[Records of labeled points]

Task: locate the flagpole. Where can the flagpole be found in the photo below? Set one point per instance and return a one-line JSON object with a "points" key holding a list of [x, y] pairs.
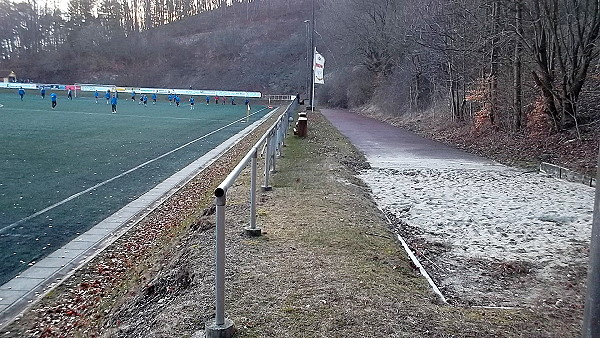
{"points": [[312, 96], [312, 58]]}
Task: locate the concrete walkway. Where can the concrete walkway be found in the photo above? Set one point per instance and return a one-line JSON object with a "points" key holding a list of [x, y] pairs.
{"points": [[20, 292]]}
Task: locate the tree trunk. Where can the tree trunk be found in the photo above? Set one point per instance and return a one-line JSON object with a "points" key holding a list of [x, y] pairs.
{"points": [[517, 69]]}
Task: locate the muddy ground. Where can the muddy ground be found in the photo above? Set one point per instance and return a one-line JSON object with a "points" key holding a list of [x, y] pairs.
{"points": [[327, 265]]}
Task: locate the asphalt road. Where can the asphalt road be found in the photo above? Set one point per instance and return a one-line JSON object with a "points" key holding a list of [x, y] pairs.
{"points": [[390, 147]]}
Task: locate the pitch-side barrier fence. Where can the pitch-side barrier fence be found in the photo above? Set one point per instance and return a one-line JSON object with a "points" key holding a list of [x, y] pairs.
{"points": [[270, 145]]}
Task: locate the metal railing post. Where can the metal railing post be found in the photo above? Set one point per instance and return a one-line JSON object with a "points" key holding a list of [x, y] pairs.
{"points": [[252, 230], [266, 186], [220, 326], [220, 261], [274, 151], [253, 192]]}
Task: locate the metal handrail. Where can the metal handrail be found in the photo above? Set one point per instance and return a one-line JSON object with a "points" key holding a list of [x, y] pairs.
{"points": [[273, 139]]}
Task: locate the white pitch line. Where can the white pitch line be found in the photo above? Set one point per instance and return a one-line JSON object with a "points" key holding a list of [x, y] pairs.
{"points": [[8, 227]]}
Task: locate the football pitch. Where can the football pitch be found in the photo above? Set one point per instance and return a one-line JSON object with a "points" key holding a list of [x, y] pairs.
{"points": [[64, 170]]}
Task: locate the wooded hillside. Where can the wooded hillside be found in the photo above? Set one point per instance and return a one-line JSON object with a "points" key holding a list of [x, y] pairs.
{"points": [[246, 45], [527, 70], [510, 64]]}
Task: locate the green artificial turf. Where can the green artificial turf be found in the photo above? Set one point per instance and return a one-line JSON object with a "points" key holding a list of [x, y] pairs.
{"points": [[47, 156]]}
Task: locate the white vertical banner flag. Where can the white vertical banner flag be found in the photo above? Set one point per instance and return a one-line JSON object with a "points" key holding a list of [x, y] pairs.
{"points": [[318, 67]]}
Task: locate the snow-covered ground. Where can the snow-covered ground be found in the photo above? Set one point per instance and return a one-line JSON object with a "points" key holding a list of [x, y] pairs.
{"points": [[490, 235]]}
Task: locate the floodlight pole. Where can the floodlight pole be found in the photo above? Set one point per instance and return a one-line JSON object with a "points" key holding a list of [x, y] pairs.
{"points": [[591, 313]]}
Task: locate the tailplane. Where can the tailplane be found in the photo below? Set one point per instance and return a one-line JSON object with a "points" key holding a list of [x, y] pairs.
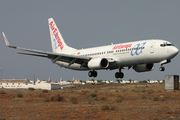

→ PROBLEM TO WORK ON: Reproduce all of the lines above verbatim, omitting the pictures.

→ RESULT FOR THIS TASK:
Task: locate the flagpole. Where can the flagpole be found in the photo below? Set one point per instance and return a one-line JSON object with a "points" key holding a list of [x, y] pairs.
{"points": [[312, 96], [312, 58]]}
Task: locate the concrete walkway. Where can the concrete walkway be found in the photo above? Set one point per instance and return a one-line JSON object with a "points" key holding a list of [x, y] pairs.
{"points": [[20, 292]]}
Task: locate the tree trunk. Where can the tree trunk be found in the photo above? Set one point per instance and return a one-line JSON object with a "points" key holding a list of [x, y] pairs.
{"points": [[517, 69]]}
Task: locate the muddy ground. Where can the muddy ground be found in the photo above? Set one point per instance and return a one-line JSON object with a "points" key holding a list of [x, y] pairs.
{"points": [[327, 265]]}
Task: locate the asphalt road. Where can the asphalt road be found in the photo above? Set one point per instance and return a one-line JSON object with a "points" key holding a list of [x, y] pairs.
{"points": [[390, 147]]}
Task: locate the pitch-side barrier fence. Where can the pitch-side barrier fence be found in the photo above? Set one point per instance and return a one-line JSON object with a "points" key holding a list of [x, y] pairs.
{"points": [[270, 145]]}
Task: locate the metal railing post. Where can the metal railing post be found in the photo above? Set one point per instance and return a one-line JSON object with a "points" key holding a list of [x, y] pairs.
{"points": [[252, 230], [266, 186], [220, 326], [220, 261], [274, 151], [253, 192]]}
Task: locate the metal handrail. Where can the metal handrail be found in the photo above? Set one point per instance and return a one-line JSON object with a "points" key holding a list of [x, y] pairs.
{"points": [[273, 139]]}
Task: locate the white pitch line. Where can the white pitch line be found in the photo above? Set one point per instance and return a one-line JSON object with a "points" key holding a list of [x, y] pairs.
{"points": [[8, 227]]}
Task: locate the football pitch. Where can the football pitch be found in the photo above? Set one point per instance and return a one-line JSON object with a "points" key holding a list of [x, y] pairs.
{"points": [[64, 170]]}
Task: locate the wooded hillside. Where can the wooded hillside be found in the photo above? Set one point per instance and return a one-line JSON object with a "points" key holding a list of [x, y] pairs.
{"points": [[246, 45], [527, 70], [510, 64]]}
Task: locate the green artificial turf. Where can the green artificial turf be found in the photo above? Set one point per instance and return a one-line JSON object with a "points" key holding a list of [x, y] pairs.
{"points": [[47, 156]]}
Task: locate the white vertical banner flag. Where can the white vertical banner flag be found in the photo above? Set one point per instance and return a one-line JSON object with a "points" key holding a list of [x, y] pairs.
{"points": [[318, 67]]}
Task: locate the snow-covered ground. Where can the snow-covered ground be found in the photo above? Set one point per instance and return a one-line JSON object with a "points" key holding a list of [x, y] pairs.
{"points": [[490, 235]]}
Task: locate the floodlight pole. Where can the floodlight pole be found in the photo above? Set one point per instance and return a one-line JSON object with a "points" key holding a list of [x, y] pairs.
{"points": [[591, 313]]}
Task: locate the tailplane. Where can the tailplane be found in the photo below? Set one point per instance and return a one-line JSON object with a "points" key holding a list of [x, y] pairs.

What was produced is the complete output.